Data to process.

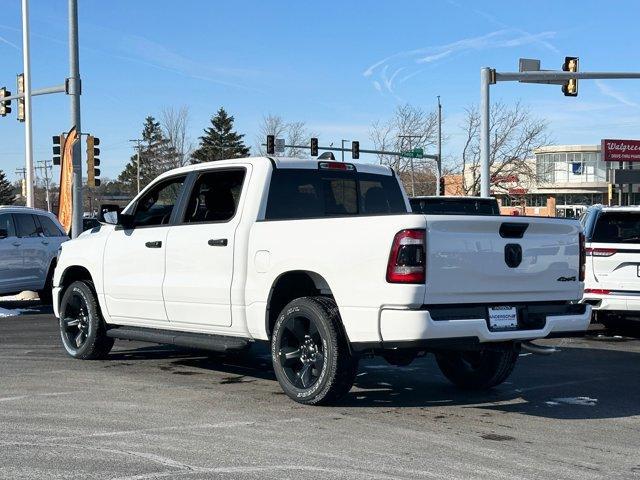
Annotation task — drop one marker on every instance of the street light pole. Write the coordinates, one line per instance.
(439, 164)
(74, 90)
(137, 140)
(485, 81)
(342, 145)
(28, 131)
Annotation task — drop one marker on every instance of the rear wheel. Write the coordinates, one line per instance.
(82, 328)
(478, 370)
(310, 354)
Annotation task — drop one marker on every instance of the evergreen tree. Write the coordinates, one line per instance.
(220, 141)
(156, 156)
(7, 192)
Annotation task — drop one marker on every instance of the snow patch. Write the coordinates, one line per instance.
(6, 312)
(584, 401)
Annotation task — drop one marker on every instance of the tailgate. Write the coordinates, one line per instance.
(473, 259)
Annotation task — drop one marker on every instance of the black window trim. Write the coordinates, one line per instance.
(190, 184)
(13, 226)
(15, 223)
(337, 215)
(152, 185)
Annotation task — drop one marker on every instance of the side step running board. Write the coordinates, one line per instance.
(216, 343)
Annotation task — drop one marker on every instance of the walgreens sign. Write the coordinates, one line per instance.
(621, 150)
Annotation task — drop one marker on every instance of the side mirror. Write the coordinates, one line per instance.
(107, 208)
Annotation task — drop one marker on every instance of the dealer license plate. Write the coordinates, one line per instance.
(503, 318)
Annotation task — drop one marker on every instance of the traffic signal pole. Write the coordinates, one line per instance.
(28, 131)
(74, 90)
(489, 76)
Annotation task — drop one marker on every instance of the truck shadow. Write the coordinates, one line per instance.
(576, 383)
(590, 379)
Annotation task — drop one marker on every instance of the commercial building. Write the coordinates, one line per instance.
(560, 180)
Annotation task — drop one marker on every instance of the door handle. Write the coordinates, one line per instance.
(218, 242)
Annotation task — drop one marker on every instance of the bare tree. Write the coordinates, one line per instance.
(175, 124)
(514, 134)
(294, 133)
(410, 127)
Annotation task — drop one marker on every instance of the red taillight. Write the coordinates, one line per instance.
(583, 258)
(597, 291)
(600, 252)
(407, 262)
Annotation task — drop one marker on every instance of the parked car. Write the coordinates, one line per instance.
(29, 242)
(432, 205)
(612, 283)
(324, 261)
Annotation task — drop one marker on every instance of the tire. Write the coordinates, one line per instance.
(478, 370)
(82, 328)
(310, 354)
(46, 294)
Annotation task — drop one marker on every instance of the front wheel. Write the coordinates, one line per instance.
(310, 354)
(478, 370)
(82, 328)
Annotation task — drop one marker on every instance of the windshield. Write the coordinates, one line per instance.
(617, 227)
(455, 206)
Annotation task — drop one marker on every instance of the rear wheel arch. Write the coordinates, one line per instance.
(291, 285)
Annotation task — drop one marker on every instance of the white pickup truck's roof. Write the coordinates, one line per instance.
(280, 162)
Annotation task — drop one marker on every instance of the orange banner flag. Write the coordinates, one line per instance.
(65, 207)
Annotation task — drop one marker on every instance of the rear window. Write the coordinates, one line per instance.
(48, 227)
(449, 206)
(302, 193)
(617, 227)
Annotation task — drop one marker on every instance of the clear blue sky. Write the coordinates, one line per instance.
(337, 65)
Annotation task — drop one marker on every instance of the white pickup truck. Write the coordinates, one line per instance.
(325, 261)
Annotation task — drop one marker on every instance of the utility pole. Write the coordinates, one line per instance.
(74, 90)
(413, 179)
(439, 164)
(28, 131)
(23, 173)
(138, 147)
(45, 167)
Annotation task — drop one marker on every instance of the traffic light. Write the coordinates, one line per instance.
(271, 144)
(58, 144)
(93, 161)
(570, 87)
(355, 150)
(20, 84)
(5, 105)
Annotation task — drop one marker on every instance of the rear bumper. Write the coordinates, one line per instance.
(613, 302)
(418, 328)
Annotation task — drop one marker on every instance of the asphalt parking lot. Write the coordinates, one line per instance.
(151, 412)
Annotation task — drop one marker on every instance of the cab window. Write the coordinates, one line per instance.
(155, 207)
(26, 225)
(6, 226)
(215, 196)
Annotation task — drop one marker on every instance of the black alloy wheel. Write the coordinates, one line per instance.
(75, 320)
(301, 351)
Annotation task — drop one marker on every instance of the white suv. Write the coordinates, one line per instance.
(612, 282)
(29, 243)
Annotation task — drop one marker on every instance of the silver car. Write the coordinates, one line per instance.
(29, 242)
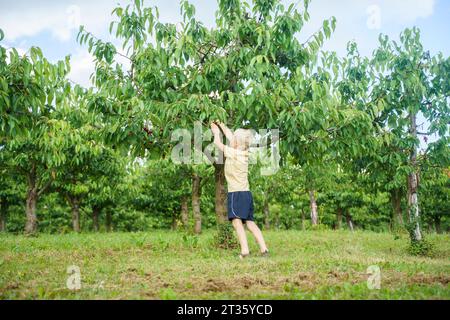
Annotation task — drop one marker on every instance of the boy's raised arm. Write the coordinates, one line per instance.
(228, 133)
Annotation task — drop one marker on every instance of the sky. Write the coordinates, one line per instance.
(53, 24)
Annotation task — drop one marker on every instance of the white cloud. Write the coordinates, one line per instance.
(81, 67)
(62, 19)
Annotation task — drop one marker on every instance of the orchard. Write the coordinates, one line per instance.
(353, 156)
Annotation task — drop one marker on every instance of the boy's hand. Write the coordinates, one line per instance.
(215, 129)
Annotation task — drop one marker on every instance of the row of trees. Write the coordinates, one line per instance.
(349, 125)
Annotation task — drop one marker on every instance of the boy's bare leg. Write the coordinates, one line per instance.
(239, 227)
(258, 235)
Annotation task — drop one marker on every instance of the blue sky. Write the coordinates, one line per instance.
(53, 25)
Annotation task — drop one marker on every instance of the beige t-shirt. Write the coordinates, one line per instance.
(236, 169)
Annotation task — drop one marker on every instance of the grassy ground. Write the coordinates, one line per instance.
(168, 265)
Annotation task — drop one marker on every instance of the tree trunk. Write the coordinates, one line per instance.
(75, 206)
(396, 200)
(313, 205)
(339, 218)
(95, 215)
(3, 213)
(437, 224)
(348, 217)
(413, 202)
(108, 221)
(266, 214)
(31, 203)
(185, 212)
(196, 180)
(221, 194)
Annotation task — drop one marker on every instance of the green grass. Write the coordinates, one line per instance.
(168, 265)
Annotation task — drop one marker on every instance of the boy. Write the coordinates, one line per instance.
(240, 199)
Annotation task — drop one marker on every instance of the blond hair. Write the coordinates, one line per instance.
(244, 138)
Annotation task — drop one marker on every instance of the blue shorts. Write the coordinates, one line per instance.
(240, 206)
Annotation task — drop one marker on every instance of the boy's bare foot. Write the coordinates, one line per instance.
(243, 256)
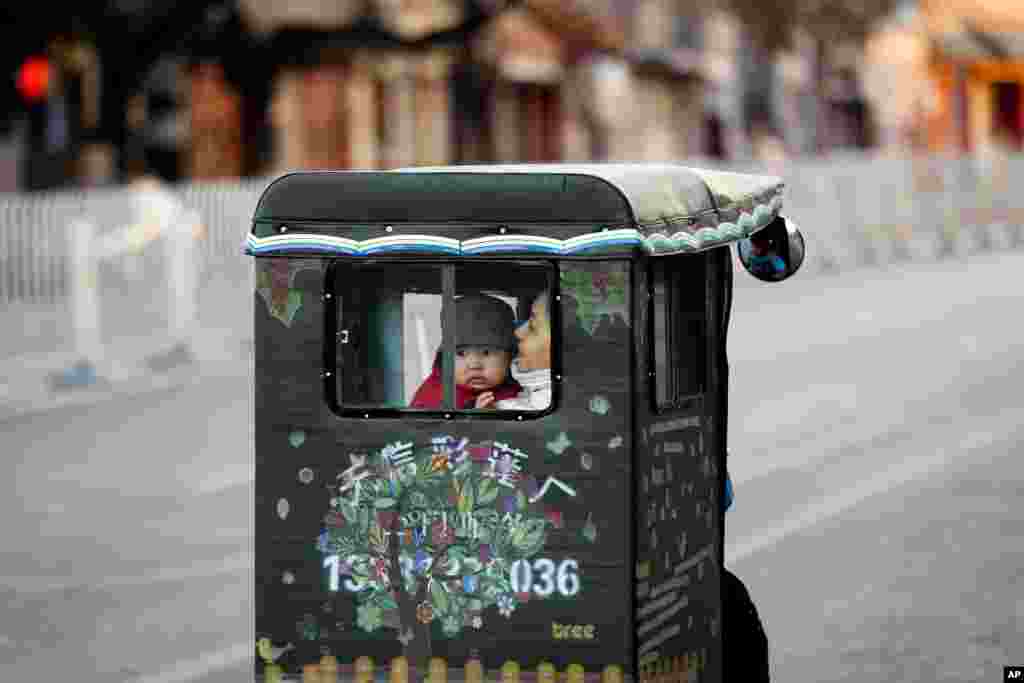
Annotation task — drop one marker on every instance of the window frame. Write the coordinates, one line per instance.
(676, 398)
(449, 270)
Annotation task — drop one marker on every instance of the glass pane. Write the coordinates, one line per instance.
(691, 325)
(660, 339)
(503, 336)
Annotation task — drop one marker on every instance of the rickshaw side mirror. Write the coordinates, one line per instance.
(773, 253)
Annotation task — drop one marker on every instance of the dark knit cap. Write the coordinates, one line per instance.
(484, 321)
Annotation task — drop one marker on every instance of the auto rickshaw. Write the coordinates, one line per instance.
(582, 538)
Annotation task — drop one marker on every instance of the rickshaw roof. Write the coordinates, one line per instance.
(555, 209)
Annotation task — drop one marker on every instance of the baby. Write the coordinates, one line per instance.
(484, 342)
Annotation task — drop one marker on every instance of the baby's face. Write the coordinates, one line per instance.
(481, 368)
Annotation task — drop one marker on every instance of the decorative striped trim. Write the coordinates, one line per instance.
(628, 239)
(748, 223)
(325, 244)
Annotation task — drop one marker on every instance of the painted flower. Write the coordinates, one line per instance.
(334, 519)
(555, 517)
(422, 560)
(451, 625)
(479, 454)
(558, 445)
(369, 616)
(440, 534)
(506, 604)
(425, 612)
(530, 485)
(387, 518)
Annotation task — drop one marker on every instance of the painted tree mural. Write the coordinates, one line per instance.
(435, 535)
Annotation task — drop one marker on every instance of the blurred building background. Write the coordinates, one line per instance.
(225, 89)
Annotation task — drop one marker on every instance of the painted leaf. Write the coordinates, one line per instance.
(440, 598)
(487, 493)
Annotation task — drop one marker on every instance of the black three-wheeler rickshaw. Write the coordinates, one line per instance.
(417, 517)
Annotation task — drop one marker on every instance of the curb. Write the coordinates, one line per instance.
(101, 392)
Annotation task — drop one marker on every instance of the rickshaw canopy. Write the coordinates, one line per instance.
(528, 209)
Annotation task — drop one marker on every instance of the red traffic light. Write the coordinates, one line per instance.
(34, 79)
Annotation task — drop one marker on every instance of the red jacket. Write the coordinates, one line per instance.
(431, 392)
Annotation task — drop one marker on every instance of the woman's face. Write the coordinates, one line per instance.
(480, 368)
(535, 338)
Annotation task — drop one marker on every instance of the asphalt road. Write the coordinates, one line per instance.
(875, 430)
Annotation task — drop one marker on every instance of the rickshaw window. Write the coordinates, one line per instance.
(679, 334)
(389, 351)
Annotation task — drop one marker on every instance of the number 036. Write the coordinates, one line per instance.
(544, 578)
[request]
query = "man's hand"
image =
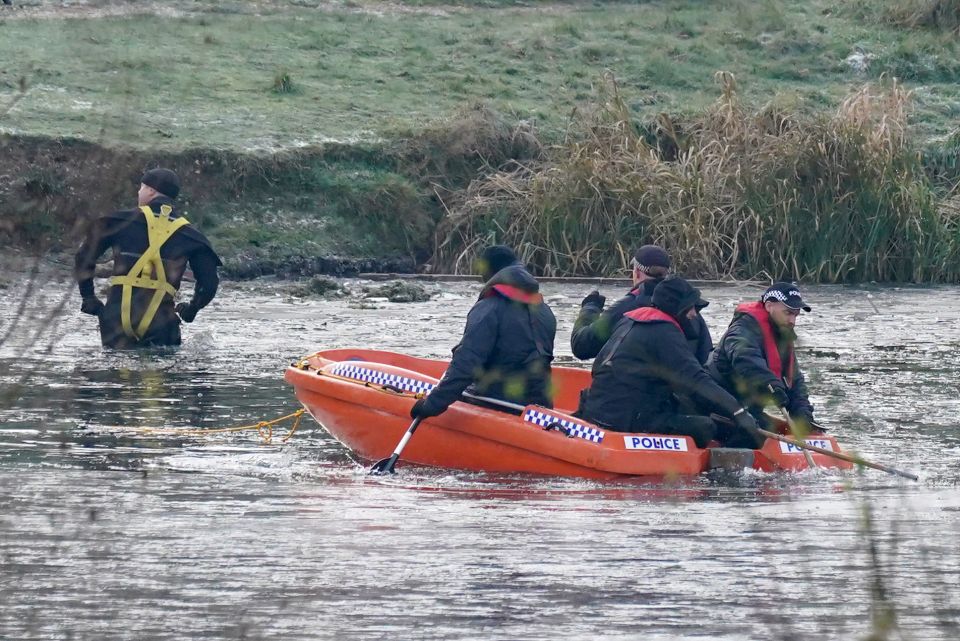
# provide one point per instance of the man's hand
(186, 311)
(421, 410)
(91, 305)
(779, 396)
(745, 421)
(594, 298)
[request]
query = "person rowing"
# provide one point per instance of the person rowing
(756, 358)
(646, 365)
(594, 324)
(507, 345)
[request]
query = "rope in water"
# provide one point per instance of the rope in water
(264, 428)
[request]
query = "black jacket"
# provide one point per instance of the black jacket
(639, 371)
(506, 349)
(593, 327)
(125, 232)
(739, 364)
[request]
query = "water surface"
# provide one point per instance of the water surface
(108, 531)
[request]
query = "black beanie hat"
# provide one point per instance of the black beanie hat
(495, 258)
(651, 256)
(163, 180)
(675, 296)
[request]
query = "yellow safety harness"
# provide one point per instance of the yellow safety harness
(148, 272)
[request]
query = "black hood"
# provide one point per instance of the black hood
(515, 275)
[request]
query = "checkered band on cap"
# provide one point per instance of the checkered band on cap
(572, 428)
(376, 377)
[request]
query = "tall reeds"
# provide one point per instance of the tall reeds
(731, 193)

How to complete this task. From the line containing "# provide one point per instance of the yellow" through the last line of the records above, reproduce every line exactly.

Exercise result.
# provide one point per instance of the yellow safety harness
(148, 272)
[request]
query = "black hood"
# provide one point per instance of the black hood
(515, 275)
[request]
query = "checkered band on cap"
# provide one point per instance of the checkered band on cap
(572, 428)
(376, 377)
[request]
query = "tall reeds"
# provide one point per instance of the tall reeds
(731, 193)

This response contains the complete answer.